◆ Task instructions ◆
Pictures should be excluded; otherwise, copy every entry exactly.

◆ Provided data ◆
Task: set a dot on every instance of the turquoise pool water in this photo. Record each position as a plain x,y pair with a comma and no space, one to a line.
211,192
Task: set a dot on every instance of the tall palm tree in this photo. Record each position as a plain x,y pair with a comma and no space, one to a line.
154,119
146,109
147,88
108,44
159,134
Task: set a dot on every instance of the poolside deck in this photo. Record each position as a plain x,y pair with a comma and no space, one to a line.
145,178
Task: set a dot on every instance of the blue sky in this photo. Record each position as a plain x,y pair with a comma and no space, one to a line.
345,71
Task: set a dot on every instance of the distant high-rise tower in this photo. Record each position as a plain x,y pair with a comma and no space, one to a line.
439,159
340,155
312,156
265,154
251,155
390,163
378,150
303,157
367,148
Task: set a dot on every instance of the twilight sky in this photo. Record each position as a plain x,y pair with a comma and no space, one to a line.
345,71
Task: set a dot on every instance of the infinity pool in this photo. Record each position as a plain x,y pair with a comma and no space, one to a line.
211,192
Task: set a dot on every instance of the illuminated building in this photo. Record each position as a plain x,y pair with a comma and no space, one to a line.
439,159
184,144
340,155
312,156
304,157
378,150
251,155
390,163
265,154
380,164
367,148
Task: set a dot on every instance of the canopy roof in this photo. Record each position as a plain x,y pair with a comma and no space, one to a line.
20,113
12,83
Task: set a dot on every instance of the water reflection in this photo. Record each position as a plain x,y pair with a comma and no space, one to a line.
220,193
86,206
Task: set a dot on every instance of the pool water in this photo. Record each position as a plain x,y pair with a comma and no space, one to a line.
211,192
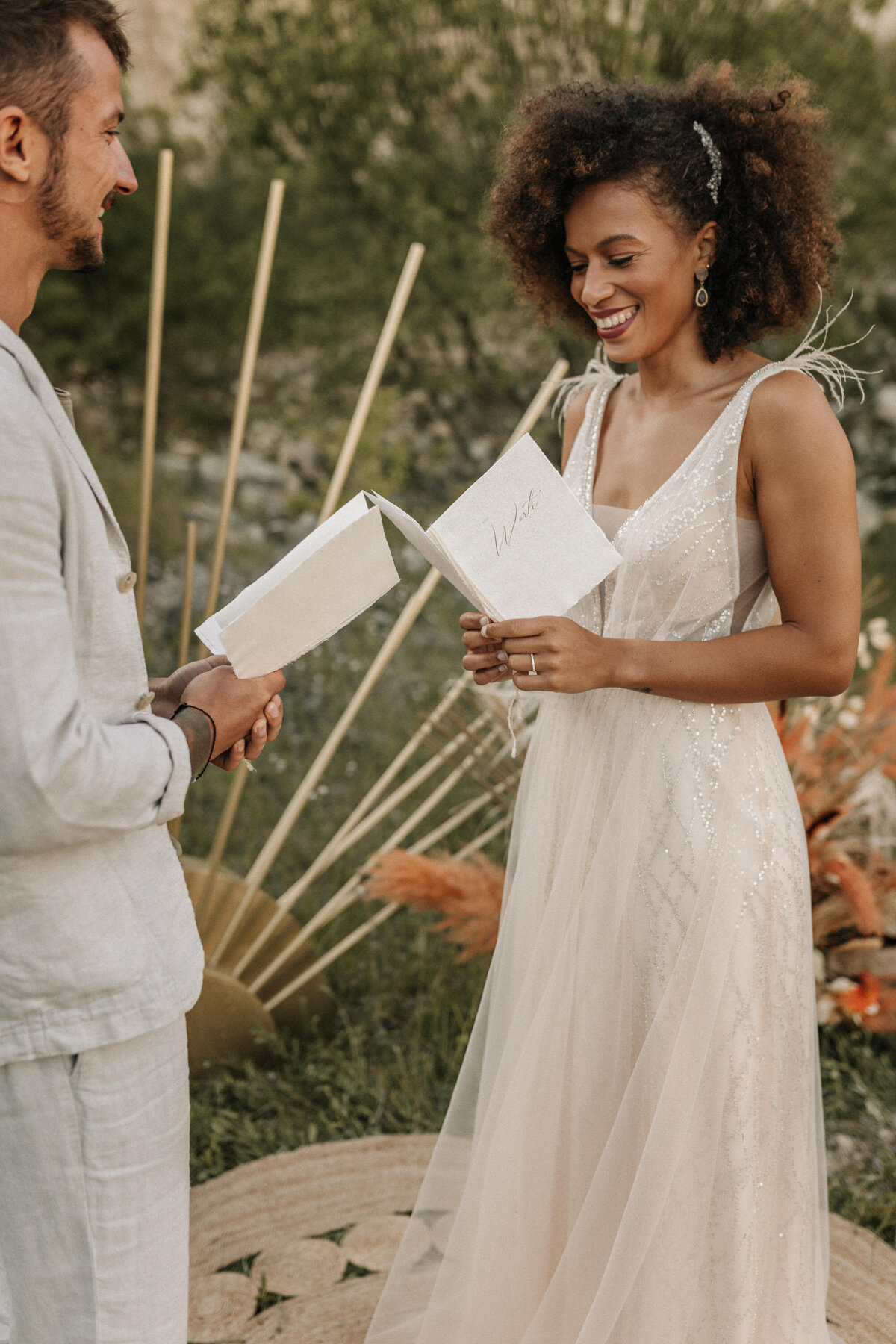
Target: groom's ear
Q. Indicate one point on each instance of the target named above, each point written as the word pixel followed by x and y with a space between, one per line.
pixel 25 151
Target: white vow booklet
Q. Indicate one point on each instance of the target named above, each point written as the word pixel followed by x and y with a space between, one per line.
pixel 323 584
pixel 517 542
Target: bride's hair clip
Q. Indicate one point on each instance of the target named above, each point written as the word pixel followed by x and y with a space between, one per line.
pixel 715 159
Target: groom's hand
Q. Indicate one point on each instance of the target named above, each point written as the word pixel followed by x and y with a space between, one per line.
pixel 172 691
pixel 169 690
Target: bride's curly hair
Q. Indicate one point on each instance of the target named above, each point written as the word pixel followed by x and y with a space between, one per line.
pixel 777 237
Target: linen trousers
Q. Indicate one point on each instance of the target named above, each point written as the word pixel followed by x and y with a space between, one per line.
pixel 94 1194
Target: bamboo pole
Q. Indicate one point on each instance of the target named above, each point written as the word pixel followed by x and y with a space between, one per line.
pixel 393 643
pixel 532 414
pixel 351 836
pixel 153 363
pixel 222 833
pixel 187 611
pixel 245 386
pixel 296 806
pixel 186 623
pixel 349 940
pixel 344 897
pixel 364 402
pixel 374 376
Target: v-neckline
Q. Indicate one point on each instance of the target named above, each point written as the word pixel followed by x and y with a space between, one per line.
pixel 682 465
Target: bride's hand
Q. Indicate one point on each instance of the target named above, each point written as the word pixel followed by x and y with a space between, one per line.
pixel 567 658
pixel 485 659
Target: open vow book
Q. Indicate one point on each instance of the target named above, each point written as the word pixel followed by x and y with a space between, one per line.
pixel 517 544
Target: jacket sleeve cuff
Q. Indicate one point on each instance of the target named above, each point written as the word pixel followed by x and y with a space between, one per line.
pixel 171 803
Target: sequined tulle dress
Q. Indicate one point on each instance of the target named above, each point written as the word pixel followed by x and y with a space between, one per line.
pixel 635 1149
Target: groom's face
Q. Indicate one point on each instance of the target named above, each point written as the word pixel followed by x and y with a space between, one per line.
pixel 87 168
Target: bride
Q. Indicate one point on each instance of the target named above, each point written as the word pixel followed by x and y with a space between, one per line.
pixel 635 1149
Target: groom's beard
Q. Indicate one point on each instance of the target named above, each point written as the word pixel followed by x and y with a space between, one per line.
pixel 60 222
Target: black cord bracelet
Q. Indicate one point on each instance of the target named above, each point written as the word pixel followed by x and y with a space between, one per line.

◆ Solved exercise ◆
Task: set a dot on every instance of the turquoise pool water in this photo. Record each position as a plain x,y pair with a comma and no space, one to a line.
211,192
Task: set a dot on every instance of the tall palm tree in this photo. Record each position as a plain x,y pair with a comma and no space, one to a line.
154,119
146,109
147,88
108,44
159,134
Task: set a dot on every instance of the poolside deck in this photo. Record each position as a plain x,y pair with a comma and no space, one to a line.
145,178
Task: set a dot on every instance of the blue sky in this photo. Record each position as a plain x,y pair with a comma and no space, one to a line.
345,71
Task: set a dot on every instance of the distant high-rise tower in this photo. Record each position as a plain x,y pair with a comma and no space, one to a line.
439,159
340,155
312,156
265,154
251,155
390,163
378,150
303,157
367,148
Task: set a dot on every instance of the twilight sky in this photo. Record each position as a plain x,y pair with a comma and no space, one to a line.
345,71
Task: set a dot on every instance of the infinity pool in this photo. Record each position as a plain x,y pair with a comma and no space, one to a line.
211,192
Task: set a dot on every instance of the illuminated building in this photo. Record each position as a plain x,y pair with a comma and no space, one to a line.
439,159
184,144
340,155
312,156
304,157
378,150
251,155
390,163
265,154
380,164
367,148
Task: set a dot on every instance of the canopy roof in this photo. Record each position as a plain x,y pair with a comma and no space, one to a line.
20,113
12,83
Task: set a dot on every instance of the water reflection in this photo. Record each position as a plain x,y pair with a comma and no space, one to a line.
220,193
86,206
Task: set a dot on every instance of the pool water in this photo. Record each position as a plain x,y pair with a comma and no space, one to a line.
211,192
Target: groom's ear
Q. Indicate one point on each instance of the target named above, each point written as the word pixel followed by x and y with a space between, one per line.
pixel 25 151
Target: white vow booklet
Q. Indicate one point on each instance of the target named above, each point written as the word pixel followed by x and y with a space between, one per line.
pixel 323 584
pixel 517 542
Target: bride's hair clip
Q. Indicate one point on each instance of the target named above, each point written as the word pixel followed by x and y with a space between, one per line.
pixel 715 159
Target: groom's hand
Q. Indicate one point on each instance of the target named above, each point written as the word pixel followed by x and y with a space between, one per line.
pixel 172 691
pixel 169 690
Target: bride's curly hair
Q. Indicate one point on each instance of the target named above, each point written as the word pixel followed by x and y with a space between, one per line.
pixel 777 237
Target: linen trousers
Q. Indicate one point on each instance of the target named above, each point written as the word pixel followed by x and y with a space between, one per line.
pixel 94 1194
Target: bamboo pole
Q. Indicate one point on each instance of the target named above, each point written as the word pixel followed by x and y with a space between, one per line.
pixel 393 643
pixel 532 414
pixel 351 836
pixel 153 363
pixel 222 833
pixel 187 611
pixel 245 386
pixel 296 806
pixel 186 623
pixel 349 940
pixel 344 897
pixel 364 402
pixel 374 376
Target: v-neckline
Q. Indicate one point on each instance of the target named above, each point written as the word pixel followed by x and y with a space between, one per line.
pixel 682 465
Target: bride's hand
Q. Indicate one point on each instance of the target named above, each point written as the word pixel followed by x and y with a space between, one per line.
pixel 567 658
pixel 485 659
Target: open vow book
Q. Indicate one point on each instance of the target named above, each point written as the word pixel followed by x and y with a space between, one per line.
pixel 517 544
Target: jacket sleeve cuff
Q. Indicate one point on each instance of the target named above, each point written as the word pixel followed by x and y with a space between, one per line.
pixel 171 803
Target: sequined tulle dress
Q. Indicate one point on each instance of the target named above, each point written as the word pixel followed by x and y with a space between, one per line.
pixel 635 1149
Target: groom's face
Q. Indicate one point on each instance of the target named above, each point written as the word pixel followed by x and y with a space between, one per line.
pixel 87 168
Target: bride
Q. Indicate one point on each instance of the target named above, each point written as the word pixel followed by x and y with a space between, one per line.
pixel 635 1149
Target: groom's beard
Q. Indicate one point on each instance of the target named above, each point written as the word pixel followed by x and y with a space between, one per line.
pixel 60 222
Target: black cord bracelet
Q. Indicate one point on each instance of the target named above, each point written as the word pixel followed by x and y with a space between, one per line.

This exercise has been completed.